++++ Listed records ++++
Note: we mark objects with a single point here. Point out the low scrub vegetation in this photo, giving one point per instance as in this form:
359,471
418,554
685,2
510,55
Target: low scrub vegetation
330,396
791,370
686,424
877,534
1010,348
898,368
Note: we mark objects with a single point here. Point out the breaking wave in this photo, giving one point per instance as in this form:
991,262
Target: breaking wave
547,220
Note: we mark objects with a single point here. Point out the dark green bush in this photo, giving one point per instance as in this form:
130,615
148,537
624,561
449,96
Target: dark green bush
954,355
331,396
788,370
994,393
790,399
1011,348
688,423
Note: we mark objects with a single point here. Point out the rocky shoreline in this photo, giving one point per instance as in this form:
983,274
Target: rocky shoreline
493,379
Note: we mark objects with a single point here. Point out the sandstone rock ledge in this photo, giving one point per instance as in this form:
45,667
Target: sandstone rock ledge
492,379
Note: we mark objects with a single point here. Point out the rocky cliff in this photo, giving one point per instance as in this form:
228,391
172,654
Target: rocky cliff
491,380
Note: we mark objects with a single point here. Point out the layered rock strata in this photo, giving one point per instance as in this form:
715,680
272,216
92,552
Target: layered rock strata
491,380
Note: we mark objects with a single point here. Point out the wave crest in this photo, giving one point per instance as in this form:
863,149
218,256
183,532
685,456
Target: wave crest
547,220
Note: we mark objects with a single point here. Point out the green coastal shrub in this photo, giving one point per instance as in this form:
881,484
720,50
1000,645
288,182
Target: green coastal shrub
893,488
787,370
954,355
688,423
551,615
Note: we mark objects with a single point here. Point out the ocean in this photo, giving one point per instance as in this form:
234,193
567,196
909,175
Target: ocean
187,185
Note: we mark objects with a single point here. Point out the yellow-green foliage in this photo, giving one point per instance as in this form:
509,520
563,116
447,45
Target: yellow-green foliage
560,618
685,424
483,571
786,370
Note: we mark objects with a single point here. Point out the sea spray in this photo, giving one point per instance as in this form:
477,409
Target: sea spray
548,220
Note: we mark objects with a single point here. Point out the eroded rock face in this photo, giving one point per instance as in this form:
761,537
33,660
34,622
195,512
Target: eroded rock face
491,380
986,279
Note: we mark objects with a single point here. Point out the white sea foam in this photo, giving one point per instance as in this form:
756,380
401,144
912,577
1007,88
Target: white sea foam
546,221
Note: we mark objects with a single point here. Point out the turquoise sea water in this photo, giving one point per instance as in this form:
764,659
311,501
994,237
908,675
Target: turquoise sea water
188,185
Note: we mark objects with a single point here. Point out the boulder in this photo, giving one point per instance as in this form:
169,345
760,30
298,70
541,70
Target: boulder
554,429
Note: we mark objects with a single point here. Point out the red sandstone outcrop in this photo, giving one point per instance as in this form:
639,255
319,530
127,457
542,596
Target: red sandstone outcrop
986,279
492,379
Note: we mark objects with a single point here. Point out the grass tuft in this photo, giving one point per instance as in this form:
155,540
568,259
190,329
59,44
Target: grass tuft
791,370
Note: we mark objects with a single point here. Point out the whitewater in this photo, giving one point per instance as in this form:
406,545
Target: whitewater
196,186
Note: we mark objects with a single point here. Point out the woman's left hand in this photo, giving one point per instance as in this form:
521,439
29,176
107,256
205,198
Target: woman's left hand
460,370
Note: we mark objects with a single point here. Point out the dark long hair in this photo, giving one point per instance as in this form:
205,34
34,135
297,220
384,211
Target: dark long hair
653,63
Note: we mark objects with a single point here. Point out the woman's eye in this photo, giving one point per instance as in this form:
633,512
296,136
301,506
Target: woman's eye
++++
Work task:
The answer must be an exact copy of every record above.

Output of the task:
Note: we mark objects with a single point here. Point out the low scrub vegetation in this photo, giving one point per instance as in this form:
359,471
418,554
685,2
510,55
Target: low scrub vegetation
330,396
791,370
686,424
877,534
1010,348
898,368
Note: we mark objects with a single point here. Point out the breaking wave in this photo, giving one point per instance as in this form:
991,262
Target: breaking wave
547,220
Note: we mark objects with a single point here. Point out the dark green bush in this photo, giving one point per instance as in this form:
130,615
148,537
624,561
449,96
Target: dark green bush
954,355
331,396
788,370
994,393
790,399
1011,348
688,423
Note: we mark objects with a single point here. Point out the rocky shoreline in this photo, giving one point per instance as in this form:
983,274
Target: rocky shoreline
493,379
Note: we mark objects with a single point here. Point out the sandstone rock ledge in this photo, giving one point per instance as in this form:
45,667
Target: sandstone rock ledge
492,379
Note: we mark objects with a single point here. Point out the rocky cliff in this photo, giving one point per instance as in this form:
228,391
172,654
Target: rocky cliff
491,380
Note: we mark objects with a single point here. Point out the layered rock strata in this photo, giving one point per instance as in this form:
715,680
272,216
92,552
Target: layered rock strata
491,380
Note: we mark objects with a single point here. Point out the wave crest in this photo, giving one point per instance as in this form:
863,149
218,256
183,532
685,456
Target: wave crest
547,220
Note: we mark objects with a single point here. Point out the green coastal shrub in this photo, giving one point per instance as in this form:
881,484
720,50
1000,645
288,182
Target: green coastal shrub
893,488
787,370
954,355
688,423
551,615
Note: we mark objects with a single point here. Point out the ocean in this photo, giving one point per instance as in this form:
234,193
567,196
909,175
Target: ocean
187,185
Note: we mark objects with a single point here. Point out the yellow-green foliage in this photo, giving one point per instance as in this form:
509,520
563,116
447,45
Target: yellow-green foliage
560,618
685,424
483,571
786,370
Note: we mark objects with a single point here. Point out the sea spray in this photo, giving one point per instance as in this form:
477,409
Target: sea spray
548,220
Note: we mark objects with a single point here. Point out the eroded rock face in this photo, giving one point per instance as in this form:
761,537
33,660
34,622
195,512
Target: eroded rock face
491,380
986,279
Note: we mark objects with a single point here. Point out the white sea foam in this photo, giving one point per instance as in this form:
756,380
401,144
912,577
1007,88
Target: white sea foam
546,221
Note: we mark objects with a single point here. Point out the turquoise sea water in this photo, giving one point per instance as in this form:
764,659
311,501
994,237
908,675
Target: turquoise sea water
188,185
Note: we mark objects with a single point here. Point out the boulder in this photo, giving one point per instance as in this form:
169,345
760,30
298,70
541,70
Target: boulder
554,429
Note: we mark objects with a single point here. Point out the red sandstone outcrop in this photo, giving one point per instance as in this form:
639,255
319,530
127,457
542,596
Target: red sandstone outcrop
986,279
492,379
Note: we mark objects with a single point here. Point out the grass tuft in this photo, giving one point per instance as in this form:
155,540
568,259
190,329
59,44
Target: grass tuft
791,370
Note: we mark objects with a single point here. Point out the whitewater in this photo, giving one point per instance as in this form:
406,545
Target: whitewater
196,186
Note: we mark objects with a single point here. Point out the woman's left hand in this photo, giving one point per instance as in this form:
521,439
29,176
107,256
205,198
Target: woman's left hand
460,370
Note: we mark objects with a single point here. Point out the dark long hair in this photo, giving one point per instance as in this form:
205,34
34,135
297,220
384,211
Target: dark long hair
653,63
Note: we mark objects with a single point here. Point out the woman's eye in this photo, giving one point per instance as in this form:
633,512
296,136
301,506
Target: woman's eye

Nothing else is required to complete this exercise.